Outline items for labeled areas
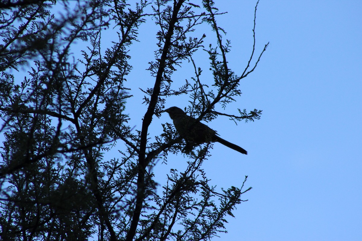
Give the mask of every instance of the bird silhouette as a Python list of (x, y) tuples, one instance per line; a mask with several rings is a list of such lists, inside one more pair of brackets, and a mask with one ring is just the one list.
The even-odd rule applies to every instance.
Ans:
[(186, 149), (189, 150), (193, 146), (203, 143), (217, 142), (241, 153), (248, 154), (248, 152), (245, 150), (218, 136), (216, 131), (195, 118), (187, 115), (180, 108), (174, 106), (165, 110), (165, 111), (170, 115), (180, 136), (186, 141)]

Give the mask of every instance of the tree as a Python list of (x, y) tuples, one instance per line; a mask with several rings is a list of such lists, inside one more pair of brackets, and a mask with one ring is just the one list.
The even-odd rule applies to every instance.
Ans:
[[(258, 119), (260, 110), (216, 110), (241, 94), (240, 80), (254, 70), (268, 44), (255, 59), (253, 30), (252, 54), (237, 75), (228, 67), (230, 42), (216, 24), (222, 13), (211, 0), (200, 6), (193, 1), (0, 5), (2, 240), (208, 240), (226, 232), (226, 216), (250, 189), (243, 190), (246, 178), (241, 186), (218, 193), (201, 168), (211, 144), (183, 153), (184, 141), (168, 123), (154, 138), (148, 134), (152, 119), (174, 95), (189, 96), (187, 109), (198, 120), (220, 115), (234, 121)], [(140, 25), (155, 20), (158, 42), (148, 68), (154, 85), (140, 88), (147, 111), (141, 128), (134, 128), (123, 113), (137, 91), (126, 84), (132, 70), (129, 51)], [(200, 24), (210, 25), (217, 43), (205, 50), (211, 86), (193, 59), (205, 48)], [(104, 51), (111, 41), (102, 34), (109, 31), (118, 38)], [(80, 42), (88, 45), (80, 48)], [(172, 75), (185, 61), (192, 63), (195, 76), (177, 88)], [(116, 142), (126, 147), (114, 147)], [(105, 158), (113, 146), (121, 149)], [(160, 186), (153, 167), (178, 153), (188, 159), (187, 168), (171, 170)]]

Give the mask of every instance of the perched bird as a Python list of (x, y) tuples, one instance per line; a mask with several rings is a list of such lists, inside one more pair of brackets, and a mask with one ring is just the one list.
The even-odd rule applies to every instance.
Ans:
[(190, 142), (194, 146), (205, 142), (217, 142), (241, 153), (248, 154), (246, 151), (239, 146), (218, 137), (216, 135), (218, 134), (215, 130), (197, 121), (195, 118), (187, 115), (180, 108), (174, 106), (165, 110), (165, 111), (170, 115), (176, 130), (186, 141), (188, 146), (190, 144)]

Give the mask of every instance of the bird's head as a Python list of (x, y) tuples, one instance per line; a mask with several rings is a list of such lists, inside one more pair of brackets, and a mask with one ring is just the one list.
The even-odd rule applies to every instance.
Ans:
[(183, 116), (185, 114), (184, 111), (178, 107), (173, 106), (165, 110), (165, 112), (168, 113), (170, 117), (173, 120), (178, 116)]

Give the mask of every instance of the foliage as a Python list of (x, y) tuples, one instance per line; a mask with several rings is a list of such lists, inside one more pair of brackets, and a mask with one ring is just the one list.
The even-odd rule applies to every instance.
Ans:
[[(1, 240), (209, 240), (226, 232), (226, 217), (250, 189), (242, 190), (243, 183), (216, 192), (201, 168), (209, 156), (206, 144), (184, 154), (187, 169), (172, 169), (157, 190), (152, 171), (157, 160), (167, 162), (184, 143), (170, 124), (154, 138), (148, 130), (167, 98), (180, 95), (191, 98), (187, 109), (199, 120), (259, 119), (256, 109), (236, 115), (216, 110), (241, 94), (240, 80), (268, 44), (251, 67), (254, 35), (252, 53), (238, 76), (228, 66), (230, 42), (223, 39), (212, 1), (129, 2), (0, 4)], [(155, 20), (158, 42), (148, 69), (154, 85), (140, 86), (147, 111), (136, 129), (123, 111), (138, 90), (125, 85), (132, 70), (129, 51), (140, 25)], [(211, 87), (192, 58), (204, 48), (198, 25), (208, 24), (217, 43), (206, 50)], [(104, 50), (109, 31), (118, 37)], [(81, 57), (75, 59), (75, 52)], [(172, 74), (185, 61), (193, 63), (195, 76), (175, 89)], [(105, 158), (116, 141), (126, 147)]]

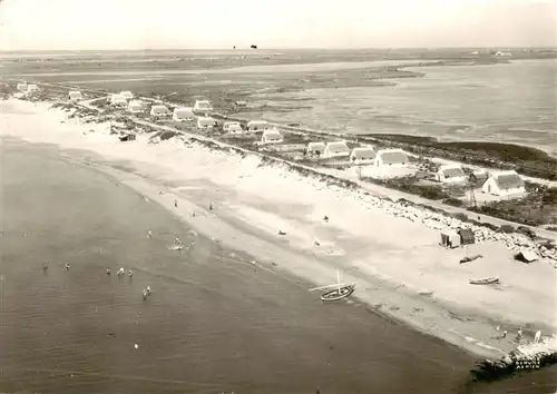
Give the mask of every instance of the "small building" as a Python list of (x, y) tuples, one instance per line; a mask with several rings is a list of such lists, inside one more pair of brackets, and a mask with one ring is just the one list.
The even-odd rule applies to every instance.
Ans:
[(326, 142), (323, 157), (348, 157), (350, 156), (350, 148), (345, 141)]
[(82, 100), (84, 95), (81, 95), (81, 92), (79, 90), (70, 90), (70, 92), (68, 93), (68, 98), (71, 101)]
[(459, 228), (458, 235), (460, 236), (461, 245), (472, 245), (476, 243), (476, 237), (470, 228)]
[(135, 134), (125, 134), (123, 136), (119, 136), (118, 139), (121, 142), (125, 142), (125, 141), (135, 141), (136, 140), (136, 135)]
[(439, 167), (436, 179), (443, 184), (466, 184), (468, 176), (459, 165), (444, 165)]
[(489, 177), (481, 186), (481, 191), (494, 196), (508, 197), (521, 195), (526, 193), (526, 188), (522, 178), (515, 170), (508, 170), (489, 174)]
[(126, 100), (131, 100), (134, 98), (134, 93), (129, 90), (120, 91), (120, 96), (124, 97)]
[(198, 117), (197, 118), (197, 128), (198, 129), (212, 129), (216, 126), (216, 120), (209, 117)]
[(441, 233), (441, 246), (456, 248), (460, 246), (460, 235), (453, 230), (446, 230)]
[(306, 155), (322, 156), (325, 152), (325, 142), (310, 142), (305, 148)]
[(520, 250), (518, 254), (515, 255), (515, 259), (530, 264), (534, 263), (538, 259), (538, 255), (536, 255), (532, 250)]
[(250, 120), (247, 122), (247, 132), (265, 131), (271, 127), (265, 120)]
[(213, 106), (209, 100), (196, 100), (194, 104), (194, 111), (203, 112), (203, 111), (212, 111)]
[(140, 114), (145, 110), (145, 106), (139, 100), (131, 100), (128, 104), (128, 111), (131, 114)]
[(20, 82), (17, 86), (18, 91), (26, 92), (27, 91), (27, 82)]
[(402, 149), (381, 149), (373, 159), (374, 167), (405, 167), (409, 162), (410, 159)]
[(154, 118), (167, 117), (170, 115), (170, 110), (160, 104), (150, 107), (149, 115)]
[(277, 129), (265, 130), (261, 136), (261, 144), (280, 144), (282, 141), (284, 141), (284, 137)]
[(371, 164), (375, 158), (375, 150), (372, 147), (354, 148), (350, 152), (350, 161), (355, 165)]
[(195, 115), (192, 107), (179, 107), (174, 109), (173, 120), (186, 121), (193, 119), (195, 119)]
[(240, 125), (240, 121), (225, 121), (223, 125), (223, 130), (229, 134), (242, 134), (244, 129)]
[(113, 96), (110, 96), (110, 104), (113, 106), (124, 107), (124, 106), (128, 105), (128, 100), (126, 100), (126, 98), (124, 96), (113, 95)]

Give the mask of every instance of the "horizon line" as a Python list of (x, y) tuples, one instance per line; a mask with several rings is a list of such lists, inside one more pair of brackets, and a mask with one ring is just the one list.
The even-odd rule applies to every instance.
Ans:
[(0, 49), (0, 53), (11, 52), (146, 52), (146, 51), (271, 51), (271, 50), (397, 50), (397, 49), (421, 49), (421, 50), (439, 50), (439, 49), (553, 49), (557, 47), (546, 46), (455, 46), (455, 47), (413, 47), (413, 46), (398, 46), (398, 47), (268, 47), (268, 48), (141, 48), (141, 49)]

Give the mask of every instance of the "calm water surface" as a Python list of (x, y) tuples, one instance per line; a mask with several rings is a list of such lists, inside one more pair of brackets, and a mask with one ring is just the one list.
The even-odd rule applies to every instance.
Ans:
[[(0, 392), (557, 387), (549, 370), (466, 386), (475, 361), (461, 351), (356, 304), (322, 305), (306, 285), (254, 270), (240, 253), (188, 234), (162, 207), (56, 148), (3, 140), (0, 152)], [(168, 250), (175, 236), (194, 247)], [(120, 266), (134, 269), (133, 279), (117, 278)], [(154, 293), (143, 302), (147, 285)]]

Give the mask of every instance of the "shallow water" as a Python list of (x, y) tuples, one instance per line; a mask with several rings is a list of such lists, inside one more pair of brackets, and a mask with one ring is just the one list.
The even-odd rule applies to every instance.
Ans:
[[(323, 305), (56, 148), (1, 149), (2, 392), (546, 393), (555, 383), (546, 370), (466, 386), (473, 359), (460, 349), (358, 304)], [(168, 250), (176, 235), (194, 247)], [(133, 279), (116, 277), (120, 266)]]

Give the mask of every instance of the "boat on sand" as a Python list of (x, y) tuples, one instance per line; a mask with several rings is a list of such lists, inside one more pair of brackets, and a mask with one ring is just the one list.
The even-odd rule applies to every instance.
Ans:
[(340, 274), (339, 274), (339, 272), (336, 272), (336, 283), (334, 285), (325, 285), (325, 286), (310, 288), (310, 292), (319, 290), (319, 289), (323, 289), (323, 288), (331, 288), (331, 289), (321, 295), (322, 302), (326, 303), (326, 302), (340, 301), (340, 299), (346, 298), (352, 293), (354, 293), (355, 283), (352, 283), (352, 284), (341, 283)]
[(494, 285), (499, 283), (498, 276), (490, 276), (481, 279), (470, 279), (470, 285)]

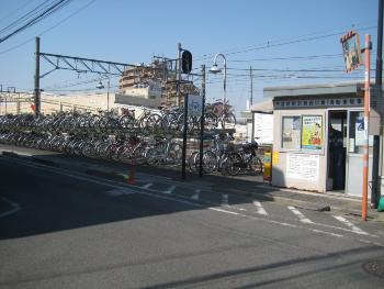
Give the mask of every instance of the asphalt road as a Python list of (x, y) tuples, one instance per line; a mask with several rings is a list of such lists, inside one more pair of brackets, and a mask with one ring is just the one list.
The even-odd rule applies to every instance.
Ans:
[(383, 285), (381, 236), (330, 214), (8, 157), (0, 180), (0, 288)]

_BRIEF_:
Reproduce the stretch of the listing from its start through the line containing "136), (186, 141)]", requests included, rescaling every coordinate in the answers by 1.75 and rounding each to a whole number, with halves rounded up. Leave the pictures out.

_WRITTEN RESPONSE_:
Give the mask of every instance of the bird silhouette as a Python list of (x, y) tuples, one instance per line; a mask with several rings is a list of such lists, inside one more pair of brackets, and a mask with one ring is just the one list.
The even-odd rule applies to every instance.
Ans:
[(326, 261), (331, 263), (338, 256), (355, 250), (380, 249), (422, 268), (434, 270), (434, 266), (429, 263), (382, 238), (378, 229), (341, 207), (327, 201), (315, 189), (305, 186), (289, 193), (289, 194), (298, 201), (315, 238), (326, 247)]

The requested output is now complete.